TASK OBJECTIVE: Reproduce everything in the interview on reconciliation work from "Beyond that, the" down to "happening (the figure).", word for word.

Joe Reilly: What are the challenges of reconciliation work for the facilitators themselves?
Matthew Wesley: Very interesting question. First and foremost, to be effective, any facilitator must be a non-anxious presence in an otherwise anxious system. In situations fraught with tension, this requires deep equanimity within the facilitator. They must be remarkably self-aware of their own reactions to things and to manage those reactions well. Therapists often speak of transference or projection and my Buddhist friends will talk about “working with poison.” Skilled facilitators see and alchemically integrate these reactions.
Beyond that, the facilitator is hosting an experience. I find that this hosting requires that the facilitator be in touch with profound silence in him or herself and in touch with the silent spaces of the group and its group process. This silence actually holds a substantial amount of tension and activity within the room and how that silence is understood and shaped by the facilitator often determines outcomes. In these kinds of situations I personally find myself paying substantially more attention to the space around things (the ground) than I do in the content of what is happening (the figure).
Another aspect of this work with families has to do with the role of the facilitator as a metabolizer. When I come into a family I hear a multitude of stories, all of which are illustrative of something. I take those stories in and, without any conscious work on my part, the stories begin to weave themselves together in me – they connect and integrate in a subterranean process. The weaving is subconscious, visceral and, to some extent, emotional. This “web work” is incredibly subtle and even more fragile – but the very way I hold these stories and how they do their work in me often seems to constitute a foreshadowing of a growing process of outward reconciliation that happens in the family. I have talked to many very good facilitators about this and they have all acknowledged this sense of what is happening in their own experiences. They don’t talk about it openly because it seems so strange, but it is a very real thing.

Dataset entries
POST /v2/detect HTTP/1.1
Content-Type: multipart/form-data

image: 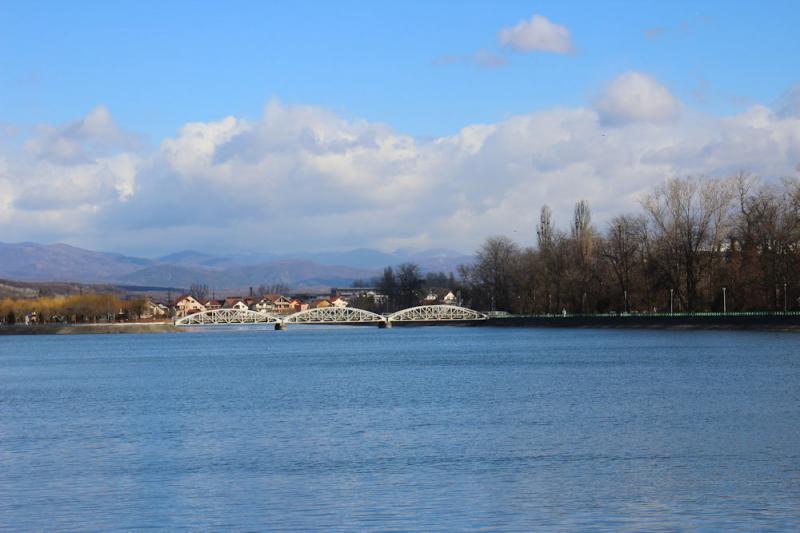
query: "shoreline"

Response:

RESULT OF THIS EXERCISE:
Beyond that, the facilitator is hosting an experience. I find that this hosting requires that the facilitator be in touch with profound silence in him or herself and in touch with the silent spaces of the group and its group process. This silence actually holds a substantial amount of tension and activity within the room and how that silence is understood and shaped by the facilitator often determines outcomes. In these kinds of situations I personally find myself paying substantially more attention to the space around things (the ground) than I do in the content of what is happening (the figure).